Natural language region descriptions:
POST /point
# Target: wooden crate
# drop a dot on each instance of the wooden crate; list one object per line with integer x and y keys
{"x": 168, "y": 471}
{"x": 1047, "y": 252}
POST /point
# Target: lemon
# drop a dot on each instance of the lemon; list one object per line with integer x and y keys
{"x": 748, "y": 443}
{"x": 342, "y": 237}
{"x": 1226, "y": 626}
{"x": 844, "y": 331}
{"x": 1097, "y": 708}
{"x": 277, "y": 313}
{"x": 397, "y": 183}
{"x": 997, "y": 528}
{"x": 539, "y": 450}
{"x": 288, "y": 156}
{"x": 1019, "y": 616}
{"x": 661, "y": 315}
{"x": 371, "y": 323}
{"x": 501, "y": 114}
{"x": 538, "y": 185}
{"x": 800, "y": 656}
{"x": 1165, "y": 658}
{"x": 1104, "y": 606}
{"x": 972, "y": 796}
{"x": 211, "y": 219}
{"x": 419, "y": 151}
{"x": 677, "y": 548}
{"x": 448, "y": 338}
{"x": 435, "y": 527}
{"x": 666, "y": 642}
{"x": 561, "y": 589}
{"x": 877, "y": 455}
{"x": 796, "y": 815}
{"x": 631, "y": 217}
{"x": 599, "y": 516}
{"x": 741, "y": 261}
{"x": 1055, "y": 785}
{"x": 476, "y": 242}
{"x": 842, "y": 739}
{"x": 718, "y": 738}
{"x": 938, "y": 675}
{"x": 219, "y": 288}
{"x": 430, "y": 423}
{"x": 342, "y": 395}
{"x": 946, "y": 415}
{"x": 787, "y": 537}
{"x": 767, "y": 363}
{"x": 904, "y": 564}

**TASK DETAILS:**
Once you have read the records above, set each one down again exactly.

**TASK ANSWER:**
POST /point
# Target: wooden crate
# drop a dot on each instance of the wooden crate; list one object per line with integer x and y keys
{"x": 168, "y": 471}
{"x": 1047, "y": 252}
POST /point
# Target: lemon
# drop a dot on each instance of the lemon; list one object per line with integer x and y keys
{"x": 748, "y": 443}
{"x": 342, "y": 237}
{"x": 1226, "y": 626}
{"x": 844, "y": 331}
{"x": 1097, "y": 708}
{"x": 277, "y": 313}
{"x": 397, "y": 183}
{"x": 997, "y": 528}
{"x": 539, "y": 450}
{"x": 288, "y": 156}
{"x": 1019, "y": 616}
{"x": 661, "y": 315}
{"x": 371, "y": 323}
{"x": 501, "y": 114}
{"x": 538, "y": 185}
{"x": 800, "y": 656}
{"x": 1165, "y": 658}
{"x": 1104, "y": 606}
{"x": 972, "y": 796}
{"x": 211, "y": 219}
{"x": 419, "y": 151}
{"x": 677, "y": 548}
{"x": 448, "y": 338}
{"x": 435, "y": 527}
{"x": 666, "y": 642}
{"x": 561, "y": 589}
{"x": 877, "y": 455}
{"x": 796, "y": 815}
{"x": 631, "y": 217}
{"x": 599, "y": 516}
{"x": 741, "y": 261}
{"x": 1055, "y": 785}
{"x": 476, "y": 242}
{"x": 842, "y": 739}
{"x": 718, "y": 738}
{"x": 938, "y": 675}
{"x": 219, "y": 288}
{"x": 430, "y": 423}
{"x": 342, "y": 395}
{"x": 946, "y": 415}
{"x": 787, "y": 537}
{"x": 767, "y": 363}
{"x": 904, "y": 564}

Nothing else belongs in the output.